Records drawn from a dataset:
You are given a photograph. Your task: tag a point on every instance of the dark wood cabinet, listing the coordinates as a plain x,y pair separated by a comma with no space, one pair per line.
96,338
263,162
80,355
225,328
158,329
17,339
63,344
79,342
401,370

* Your goal *
Every record should be given again without alteration.

* Answer section *
You are given a photograph. Your task: tag a point on every instance of the dark wood cabinet, listing the coordinates as a plain x,y pair separated by a comma with no space, one pair per line.
96,338
263,162
80,355
225,328
158,329
17,339
63,344
79,342
401,370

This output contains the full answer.